* **REQUIREMENTS**
Reproduce every one of the rows below word for word, with nothing added or changed.

* **SOURCE MATERIAL**
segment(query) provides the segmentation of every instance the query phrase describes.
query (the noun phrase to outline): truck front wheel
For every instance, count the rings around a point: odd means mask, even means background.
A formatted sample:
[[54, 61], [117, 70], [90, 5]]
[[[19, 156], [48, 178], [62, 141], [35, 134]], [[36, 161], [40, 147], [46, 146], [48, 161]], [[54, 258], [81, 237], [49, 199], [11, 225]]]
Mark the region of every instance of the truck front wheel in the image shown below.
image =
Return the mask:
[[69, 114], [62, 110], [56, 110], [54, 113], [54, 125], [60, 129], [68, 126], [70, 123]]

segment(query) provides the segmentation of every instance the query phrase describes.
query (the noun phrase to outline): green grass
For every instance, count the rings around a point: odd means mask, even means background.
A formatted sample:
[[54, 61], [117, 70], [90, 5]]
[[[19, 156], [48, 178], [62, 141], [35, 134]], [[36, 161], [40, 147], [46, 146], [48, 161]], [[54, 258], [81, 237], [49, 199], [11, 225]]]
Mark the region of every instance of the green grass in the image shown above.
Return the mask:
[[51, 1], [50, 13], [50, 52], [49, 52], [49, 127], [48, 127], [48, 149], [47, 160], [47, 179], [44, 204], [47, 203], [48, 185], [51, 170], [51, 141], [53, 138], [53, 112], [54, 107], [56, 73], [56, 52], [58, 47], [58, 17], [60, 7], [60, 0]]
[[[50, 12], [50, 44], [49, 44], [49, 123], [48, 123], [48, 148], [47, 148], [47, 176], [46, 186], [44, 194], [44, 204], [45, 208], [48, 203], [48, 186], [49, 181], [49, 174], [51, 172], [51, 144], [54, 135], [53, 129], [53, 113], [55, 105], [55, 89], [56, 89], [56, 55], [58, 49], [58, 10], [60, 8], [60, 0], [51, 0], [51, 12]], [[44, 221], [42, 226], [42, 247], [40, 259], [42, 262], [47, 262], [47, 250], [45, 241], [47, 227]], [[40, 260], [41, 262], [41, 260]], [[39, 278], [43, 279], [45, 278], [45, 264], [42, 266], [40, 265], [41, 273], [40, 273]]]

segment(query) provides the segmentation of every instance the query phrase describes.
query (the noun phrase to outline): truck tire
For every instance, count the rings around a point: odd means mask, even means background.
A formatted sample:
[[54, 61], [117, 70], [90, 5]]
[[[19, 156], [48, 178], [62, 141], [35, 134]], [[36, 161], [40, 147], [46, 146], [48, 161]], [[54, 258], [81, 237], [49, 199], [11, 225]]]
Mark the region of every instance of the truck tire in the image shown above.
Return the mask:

* **EXPECTED OUTPUT**
segment(query) provides the segmentation of every instance the query phrase describes.
query (the noun phrase to outline): truck front wheel
For every instance, count the rings around a point: odd means mask, even means background.
A formatted sample:
[[54, 61], [117, 70], [90, 5]]
[[[19, 156], [48, 178], [62, 141], [35, 134]], [[36, 161], [40, 147], [46, 146], [48, 161]], [[54, 258], [81, 237], [49, 199], [11, 225]]]
Mark the region of every instance of the truck front wheel in the image shown below.
image =
Return the mask:
[[69, 114], [62, 110], [56, 110], [54, 113], [54, 125], [60, 129], [68, 126], [70, 123]]

segment(query) provides the segmentation of every instance the query phrase describes.
query (the noun phrase to outline): green grass
For every instance, count the rings around a point: odd means mask, even means background.
A formatted sample:
[[54, 61], [117, 70], [90, 5]]
[[[19, 156], [48, 178], [62, 141], [35, 134]], [[36, 161], [40, 147], [46, 146], [48, 161]], [[54, 258], [81, 237], [49, 199], [11, 225]]]
Mark the region of every instance of the green grass in the image shown above.
Return the mask:
[[51, 1], [50, 13], [50, 52], [49, 52], [49, 127], [48, 127], [48, 149], [47, 160], [47, 179], [44, 204], [47, 203], [48, 185], [51, 170], [51, 141], [53, 138], [53, 112], [54, 107], [56, 73], [56, 52], [58, 47], [58, 17], [60, 7], [60, 0]]
[[[50, 12], [50, 44], [49, 44], [49, 123], [48, 123], [48, 148], [47, 148], [47, 176], [46, 186], [44, 194], [44, 204], [45, 208], [48, 203], [48, 186], [49, 181], [49, 174], [51, 172], [51, 144], [54, 135], [53, 129], [53, 113], [55, 105], [55, 89], [56, 89], [56, 55], [58, 49], [58, 10], [60, 8], [60, 0], [51, 0], [51, 12]], [[44, 221], [42, 226], [42, 247], [40, 259], [42, 262], [47, 262], [47, 250], [45, 241], [47, 227]], [[40, 260], [41, 262], [41, 260]], [[39, 278], [43, 279], [45, 278], [45, 264], [42, 266], [40, 265], [41, 273], [40, 273]]]

segment(query) provides the segmentation of every instance the query phrase describes.
query (the noun phrase to outline): truck tire
For every instance, count the rings around a point: odd means mask, even means background.
A formatted sample:
[[54, 61], [117, 70], [90, 5]]
[[[19, 156], [48, 178], [62, 141], [35, 134]], [[36, 161], [40, 147], [46, 146], [48, 161]], [[54, 258], [81, 237], [49, 199], [11, 225]]]
Mark the region of every instance of the truck tire in the image shown above.
Return the mask:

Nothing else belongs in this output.